== Reading text ==
More comprehensive observations from satellite instruments looking down had shown nothing unusual.

Then, examination of the satellite data revealed that the South Pole ozone readings were so low that the computer software used to analyze the data had automatically set these values aside as suspicious outliers.

Readings dating back to 1979 were reanalyzed and showed a large and growing hole in the ozone layer that is unexplained and considered dangerous.

Computers analyzing large volumes of data are often programmed to suppress outliers as protection against errors in the data. As the example of the hole in the ozone illustrates, suppressing an outlier without investigating it can conceal valuable information.

(From More and McCabe)

Sometimes it is the outliers that are the most interesting feature of a data set!

There is a nice alternative to the boxplot called the violinplot:

bplot(Income)

bplot(Income, do.violin = TRUE)

In addition to the box this also gives us some information on how many observations we have at various levels.

Case Study: Drug Use of Mothers and the Health of the Newborn

Chasnoff and others obtained several measures and responses for newborn babies whose mothers were classified by degree of cocaine use. The study was conducted in the Perinatal Center for Chemical Dependence at Northwestern University Medical School. The measurement given here is the length of the newborn.

== Records ==
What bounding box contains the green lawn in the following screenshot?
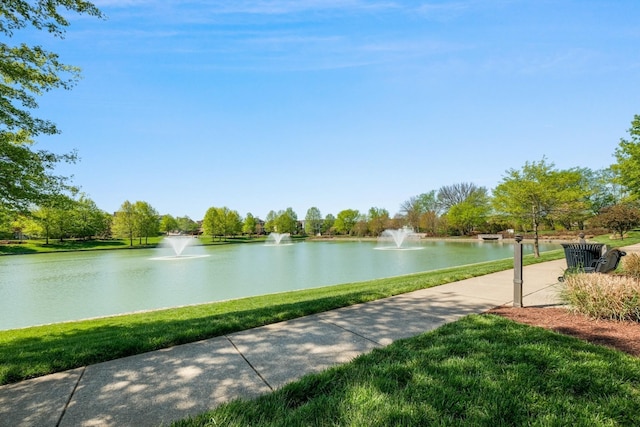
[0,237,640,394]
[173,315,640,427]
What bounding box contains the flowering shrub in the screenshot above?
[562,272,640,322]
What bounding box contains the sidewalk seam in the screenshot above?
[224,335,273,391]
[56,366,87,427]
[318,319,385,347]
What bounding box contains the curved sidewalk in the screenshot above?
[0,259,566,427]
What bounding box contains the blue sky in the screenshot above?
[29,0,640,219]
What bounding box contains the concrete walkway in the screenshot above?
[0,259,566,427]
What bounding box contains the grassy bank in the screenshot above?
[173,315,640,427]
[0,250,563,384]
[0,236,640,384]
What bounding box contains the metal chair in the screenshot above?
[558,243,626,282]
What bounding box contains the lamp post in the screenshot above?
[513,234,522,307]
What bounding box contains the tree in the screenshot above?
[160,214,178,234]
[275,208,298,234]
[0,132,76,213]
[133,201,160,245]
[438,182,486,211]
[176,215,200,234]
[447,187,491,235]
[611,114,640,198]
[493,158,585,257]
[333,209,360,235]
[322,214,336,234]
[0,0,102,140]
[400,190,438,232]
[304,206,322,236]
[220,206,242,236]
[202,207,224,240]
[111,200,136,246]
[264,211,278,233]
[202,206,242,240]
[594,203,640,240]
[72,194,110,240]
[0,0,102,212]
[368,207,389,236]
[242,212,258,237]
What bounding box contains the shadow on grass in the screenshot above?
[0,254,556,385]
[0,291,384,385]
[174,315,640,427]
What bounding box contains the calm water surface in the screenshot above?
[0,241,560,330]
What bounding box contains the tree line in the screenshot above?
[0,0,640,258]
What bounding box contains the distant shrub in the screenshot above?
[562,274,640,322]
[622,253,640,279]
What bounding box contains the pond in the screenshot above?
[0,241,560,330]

== What to do ==
1) Based on the passage about outliers, is each statement true? Answer yes or no for each, and quote the words that decide it.
(a) The software analyzing the satellite data set aside the low South Pole ozone readings as suspicious outliers.
(b) The ozone readings that were reanalyzed dated back to 1989.
(c) The violinplot replaces the box with information on how many observations there are at various levels.
2) Continue the passage about outliers and the newborn case study, starting after its final sentence.

== Task answers ==
1)
(a) Yes: "had automatically set these values aside as suspicious outliers"
(b) No: "Readings dating back to 1979 were reanalyzed"
(c) No: "In addition to the box this also gives us some information on how many observations we have at various levels."

2)
Source: Cocaine abuse during pregnancy: correlation between prenatal care and perinatal outcome Authors: SN MacGregor, LG Keith, JA Bachicha, and IJ Chasnoff

Obstetrics and Gynecology 1989;74:882-885

Here we have two variables, Length (quantitative) and Status (categorical). Another way (and in many ways a more natural way) to look at this data is as quantitative measurements from different groups. For this type of data we might first compute the summary statistics for each group separately:

attach(mothers)
stat.table(Length, Status)

##                 Sample Size Mean Standard Deviation
## Drug Free                39 51.1                2.9
## First Trimester          19 49.3                2.5
## Throughout               36 48.0                3.6

Note that the discussion on Mean vs. Median still holds: If there are outliers it might be better to use the median and IQR here.

The standard graph for this data is a multiple boxplot. Note that all the boxes are on the same scale!

bplot(Length,Status)

Case Study:WRInc

Recall that when we looked at the relationship of job level and income we did a scatterplot but then noticed that to be a bad graph. So here is a better one:

bplot(Income, Job.Level)

and this shows much clearer the increase in income.